TASK INSTRUCTIONS: Please output the following records exactly. Leave every image out.

DATA:
###

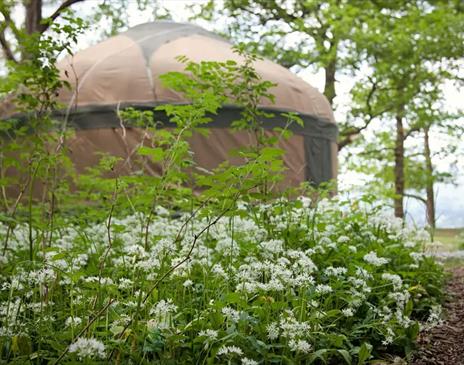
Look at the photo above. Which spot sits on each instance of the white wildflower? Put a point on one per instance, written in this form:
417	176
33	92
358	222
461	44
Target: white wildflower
373	259
72	321
210	335
348	312
163	307
272	331
187	283
300	346
323	289
247	361
231	314
226	350
394	279
88	348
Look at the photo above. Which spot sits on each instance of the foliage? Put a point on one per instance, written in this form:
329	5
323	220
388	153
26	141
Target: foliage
283	282
118	266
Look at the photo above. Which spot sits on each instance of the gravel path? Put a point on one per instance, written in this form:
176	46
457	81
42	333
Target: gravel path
444	344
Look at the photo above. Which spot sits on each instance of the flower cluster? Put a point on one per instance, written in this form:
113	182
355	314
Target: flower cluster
279	282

###

ANSWER FOR THIS EXERCISE:
Look at the photo above. Which spot sits on each instance of the white wildflower? Put a point on one per instance, written in this form:
417	176
33	92
358	222
461	44
Target: white wildflower
373	259
72	321
210	335
348	312
163	307
272	331
187	283
300	346
323	289
247	361
231	314
226	350
394	279
88	348
Look at the photo above. Which spot sits on each instance of the foliage? Put a point on one per instance, written in this form:
329	5
323	220
388	153
26	141
Target: foliage
283	282
118	266
Look at the photo above. Which spot sits on each instance of the gravel path? Put a point on one per instance, written in this form:
176	46
457	81
42	333
Target: gravel path
444	344
Look at the photo above. Which spot sits on each instance of the flower cluster? Put a point on one per instance, written in this form:
113	182
355	314
Target: flower cluster
279	282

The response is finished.